_PROBLEM 1_.
According to the article on AI budgets, how long did it take Uber to burn through its entire 2026 AI coding tools budget?
_PROBLEM 2_.
Return everything in the article on AI budgets from "From a high" down to "for the job.".

Segment Start: TEXT SHOWN

Artificial Intelligence (AI)|Business|Infrastructure

Why Companies Are Blowing Their AI Budgets by May

June 2, 2026

This week, Uber’s President and COO, Andrew Macdonald, said the company burned through its entire 2026 AI coding tools budget in just four months.

Microsoft also cancelled Claude Code licenses in one of its divisions, partly over cost.

What exactly is going on? Is AI dead on arrival?

Reframing AI Costs

From a high level, it seems the missing component is the link between spend and value. Macdonald said it himself: he can’t draw a clean line between the rising usage and features actually shipped.

This is a budgeting problem.

Many enterprises are lining up AI subscriptions for their team, not considering that it’s really metered compute and the costs really need to be broken down by workflow/agent/implementation.

Once you can see where the spend actually goes, the fixes become more obvious. They fall into three buckets.

Send Less, Get Less Back

Just because AI can do something doesn’t mean it’s best suited for the job.

Put another way, most expenses are in the tokens you didn’t need to burn.

There are plenty of other options for automation like n8n and Zapier, which can automate tasks without burning tokens through an LLM.

n8n in particular is interesting because of self hosting features, which can make it virtually free (outside of infrastructure costs).

With a strategically designed n8n flow, you can have nodes that clean and process data without ever touching your LLM tokens.

You can also incorporate nodes that call LLMs for specific steps that really do require a LLM.

An Example

I was doing some prospecting using a list that fit my Ideal Customer Profile (ICP). As part of this process, I wanted to use AI to help identify personalization patterns and craft outreach messaging.

Segment End: TEXT SHOWN
Segment Start: DATA TO EXAMINE

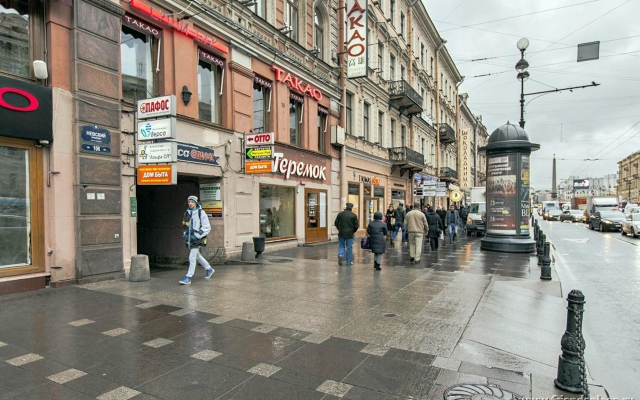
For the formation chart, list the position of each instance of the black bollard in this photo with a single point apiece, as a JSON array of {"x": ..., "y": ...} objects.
[
  {"x": 545, "y": 271},
  {"x": 572, "y": 375}
]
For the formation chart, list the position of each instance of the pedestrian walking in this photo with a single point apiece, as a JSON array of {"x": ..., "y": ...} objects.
[
  {"x": 377, "y": 231},
  {"x": 451, "y": 221},
  {"x": 417, "y": 226},
  {"x": 347, "y": 224},
  {"x": 435, "y": 228},
  {"x": 399, "y": 215},
  {"x": 196, "y": 228}
]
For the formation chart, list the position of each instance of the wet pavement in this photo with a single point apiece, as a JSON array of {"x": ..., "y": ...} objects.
[
  {"x": 294, "y": 326},
  {"x": 606, "y": 268}
]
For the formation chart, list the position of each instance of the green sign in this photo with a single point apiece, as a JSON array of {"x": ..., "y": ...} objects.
[
  {"x": 260, "y": 153},
  {"x": 133, "y": 206}
]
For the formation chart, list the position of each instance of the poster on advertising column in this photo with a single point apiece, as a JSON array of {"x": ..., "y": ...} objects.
[{"x": 502, "y": 195}]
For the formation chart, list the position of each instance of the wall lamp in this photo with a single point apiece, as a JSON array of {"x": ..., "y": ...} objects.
[{"x": 186, "y": 95}]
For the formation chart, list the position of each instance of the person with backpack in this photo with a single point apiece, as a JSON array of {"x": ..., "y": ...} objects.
[{"x": 196, "y": 228}]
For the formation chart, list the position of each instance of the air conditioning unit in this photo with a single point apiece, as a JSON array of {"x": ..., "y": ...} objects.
[{"x": 337, "y": 135}]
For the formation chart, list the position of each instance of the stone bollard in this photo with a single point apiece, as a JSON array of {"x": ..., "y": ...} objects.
[
  {"x": 572, "y": 375},
  {"x": 247, "y": 250},
  {"x": 139, "y": 271},
  {"x": 545, "y": 271}
]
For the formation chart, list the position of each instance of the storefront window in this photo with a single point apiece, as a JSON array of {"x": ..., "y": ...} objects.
[
  {"x": 261, "y": 105},
  {"x": 277, "y": 212},
  {"x": 210, "y": 72},
  {"x": 136, "y": 51},
  {"x": 14, "y": 37},
  {"x": 15, "y": 213}
]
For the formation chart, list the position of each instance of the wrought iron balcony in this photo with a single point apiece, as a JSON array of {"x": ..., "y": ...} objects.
[
  {"x": 405, "y": 159},
  {"x": 447, "y": 133},
  {"x": 448, "y": 173},
  {"x": 404, "y": 97}
]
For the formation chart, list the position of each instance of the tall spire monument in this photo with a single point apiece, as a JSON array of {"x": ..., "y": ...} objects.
[{"x": 554, "y": 188}]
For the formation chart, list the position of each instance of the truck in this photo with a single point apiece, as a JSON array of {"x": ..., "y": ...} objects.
[
  {"x": 599, "y": 203},
  {"x": 477, "y": 205}
]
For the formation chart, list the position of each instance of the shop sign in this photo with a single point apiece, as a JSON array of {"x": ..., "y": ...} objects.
[
  {"x": 197, "y": 154},
  {"x": 177, "y": 23},
  {"x": 356, "y": 39},
  {"x": 157, "y": 153},
  {"x": 164, "y": 106},
  {"x": 157, "y": 129},
  {"x": 157, "y": 174},
  {"x": 258, "y": 139},
  {"x": 25, "y": 110},
  {"x": 259, "y": 153},
  {"x": 296, "y": 83},
  {"x": 298, "y": 168}
]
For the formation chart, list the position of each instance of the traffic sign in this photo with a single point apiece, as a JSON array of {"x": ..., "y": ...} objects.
[
  {"x": 258, "y": 167},
  {"x": 259, "y": 153},
  {"x": 259, "y": 139}
]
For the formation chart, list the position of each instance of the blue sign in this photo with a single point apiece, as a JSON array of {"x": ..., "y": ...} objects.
[
  {"x": 95, "y": 134},
  {"x": 196, "y": 154},
  {"x": 96, "y": 148}
]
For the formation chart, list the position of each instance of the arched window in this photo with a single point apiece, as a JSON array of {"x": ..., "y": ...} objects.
[{"x": 319, "y": 32}]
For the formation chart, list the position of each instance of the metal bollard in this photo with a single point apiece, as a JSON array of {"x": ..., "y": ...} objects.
[
  {"x": 545, "y": 271},
  {"x": 572, "y": 375}
]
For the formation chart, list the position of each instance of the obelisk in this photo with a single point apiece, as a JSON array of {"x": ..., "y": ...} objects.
[{"x": 554, "y": 188}]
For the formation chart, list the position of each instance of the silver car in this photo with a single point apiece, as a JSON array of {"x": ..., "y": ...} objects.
[{"x": 631, "y": 225}]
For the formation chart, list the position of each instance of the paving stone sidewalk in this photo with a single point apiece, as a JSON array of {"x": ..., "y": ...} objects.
[{"x": 295, "y": 326}]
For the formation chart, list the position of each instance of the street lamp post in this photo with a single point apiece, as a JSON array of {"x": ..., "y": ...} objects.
[{"x": 523, "y": 75}]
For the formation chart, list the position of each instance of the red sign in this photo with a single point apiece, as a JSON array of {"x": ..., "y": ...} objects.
[
  {"x": 296, "y": 83},
  {"x": 180, "y": 26}
]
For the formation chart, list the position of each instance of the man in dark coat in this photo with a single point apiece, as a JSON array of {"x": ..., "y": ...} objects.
[
  {"x": 435, "y": 227},
  {"x": 347, "y": 224},
  {"x": 377, "y": 231}
]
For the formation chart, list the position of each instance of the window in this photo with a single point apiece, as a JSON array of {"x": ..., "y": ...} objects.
[
  {"x": 296, "y": 107},
  {"x": 261, "y": 105},
  {"x": 291, "y": 18},
  {"x": 136, "y": 51},
  {"x": 365, "y": 121},
  {"x": 277, "y": 213},
  {"x": 319, "y": 32},
  {"x": 393, "y": 132},
  {"x": 380, "y": 128},
  {"x": 349, "y": 116},
  {"x": 392, "y": 67},
  {"x": 15, "y": 51},
  {"x": 323, "y": 115},
  {"x": 210, "y": 73}
]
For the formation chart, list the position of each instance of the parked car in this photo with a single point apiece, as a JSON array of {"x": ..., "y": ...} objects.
[
  {"x": 606, "y": 220},
  {"x": 571, "y": 215},
  {"x": 553, "y": 215},
  {"x": 631, "y": 225}
]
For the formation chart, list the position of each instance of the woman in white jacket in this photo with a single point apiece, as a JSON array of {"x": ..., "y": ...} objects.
[{"x": 196, "y": 228}]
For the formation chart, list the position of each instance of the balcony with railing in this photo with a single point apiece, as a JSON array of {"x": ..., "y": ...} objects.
[
  {"x": 406, "y": 159},
  {"x": 449, "y": 174},
  {"x": 404, "y": 97},
  {"x": 447, "y": 133}
]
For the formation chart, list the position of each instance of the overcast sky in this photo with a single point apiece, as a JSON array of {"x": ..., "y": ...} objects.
[{"x": 600, "y": 122}]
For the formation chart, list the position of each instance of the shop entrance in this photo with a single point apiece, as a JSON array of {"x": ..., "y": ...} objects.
[{"x": 315, "y": 216}]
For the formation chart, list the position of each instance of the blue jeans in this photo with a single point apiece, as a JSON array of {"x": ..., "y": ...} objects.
[
  {"x": 348, "y": 243},
  {"x": 453, "y": 230},
  {"x": 396, "y": 228}
]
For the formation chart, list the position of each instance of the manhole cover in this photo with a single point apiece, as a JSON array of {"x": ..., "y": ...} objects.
[{"x": 479, "y": 392}]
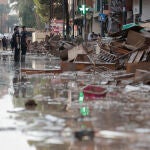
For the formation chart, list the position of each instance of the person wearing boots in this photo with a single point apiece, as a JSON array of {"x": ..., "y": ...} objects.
[
  {"x": 24, "y": 44},
  {"x": 16, "y": 43}
]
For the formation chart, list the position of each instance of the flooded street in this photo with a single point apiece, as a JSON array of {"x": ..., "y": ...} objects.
[{"x": 45, "y": 111}]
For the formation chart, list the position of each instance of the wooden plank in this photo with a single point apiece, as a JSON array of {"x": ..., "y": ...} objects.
[
  {"x": 33, "y": 71},
  {"x": 131, "y": 67},
  {"x": 132, "y": 57},
  {"x": 139, "y": 56},
  {"x": 79, "y": 66}
]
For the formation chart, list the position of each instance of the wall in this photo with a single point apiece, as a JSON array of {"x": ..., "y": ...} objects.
[{"x": 145, "y": 10}]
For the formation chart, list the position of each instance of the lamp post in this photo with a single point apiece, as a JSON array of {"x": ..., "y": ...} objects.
[
  {"x": 73, "y": 19},
  {"x": 101, "y": 22},
  {"x": 124, "y": 12},
  {"x": 83, "y": 9}
]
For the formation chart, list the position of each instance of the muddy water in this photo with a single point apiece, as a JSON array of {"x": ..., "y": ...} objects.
[{"x": 120, "y": 121}]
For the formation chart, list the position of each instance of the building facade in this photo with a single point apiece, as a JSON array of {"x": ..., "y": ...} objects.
[{"x": 3, "y": 16}]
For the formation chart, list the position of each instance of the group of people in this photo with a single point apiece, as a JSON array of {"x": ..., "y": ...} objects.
[
  {"x": 19, "y": 43},
  {"x": 4, "y": 43},
  {"x": 92, "y": 36}
]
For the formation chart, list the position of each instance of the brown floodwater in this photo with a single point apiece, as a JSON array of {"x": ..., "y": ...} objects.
[{"x": 42, "y": 111}]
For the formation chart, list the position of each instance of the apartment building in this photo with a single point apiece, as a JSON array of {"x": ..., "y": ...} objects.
[{"x": 3, "y": 16}]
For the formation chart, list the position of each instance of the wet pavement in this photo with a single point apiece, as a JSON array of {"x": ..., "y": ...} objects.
[{"x": 59, "y": 120}]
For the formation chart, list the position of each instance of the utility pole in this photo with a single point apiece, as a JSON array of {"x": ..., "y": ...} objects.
[
  {"x": 124, "y": 12},
  {"x": 50, "y": 15},
  {"x": 64, "y": 18},
  {"x": 85, "y": 21},
  {"x": 101, "y": 21}
]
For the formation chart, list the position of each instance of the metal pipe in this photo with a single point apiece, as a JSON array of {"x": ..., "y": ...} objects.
[
  {"x": 73, "y": 19},
  {"x": 124, "y": 12}
]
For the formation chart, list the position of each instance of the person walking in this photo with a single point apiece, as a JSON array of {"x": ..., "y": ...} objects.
[
  {"x": 24, "y": 43},
  {"x": 16, "y": 43},
  {"x": 4, "y": 43}
]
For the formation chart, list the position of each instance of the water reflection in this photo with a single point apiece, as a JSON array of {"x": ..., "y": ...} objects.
[{"x": 117, "y": 122}]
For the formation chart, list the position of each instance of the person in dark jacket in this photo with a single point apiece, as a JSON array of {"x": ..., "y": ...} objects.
[
  {"x": 24, "y": 43},
  {"x": 4, "y": 43},
  {"x": 16, "y": 43}
]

Segment End: DATA TO EXAMINE

_REPLY 1_.
Four months.

_REPLY 2_.
From a high level, it seems the missing component is the link between spend and value. Macdonald said it himself: he can’t draw a clean line between the rising usage and features actually shipped.

This is a budgeting problem.

Many enterprises are lining up AI subscriptions for their team, not considering that it’s really metered compute and the costs really need to be broken down by workflow/agent/implementation.

Once you can see where the spend actually goes, the fixes become more obvious. They fall into three buckets.

Send Less, Get Less Back

Just because AI can do something doesn’t mean it’s best suited for the job.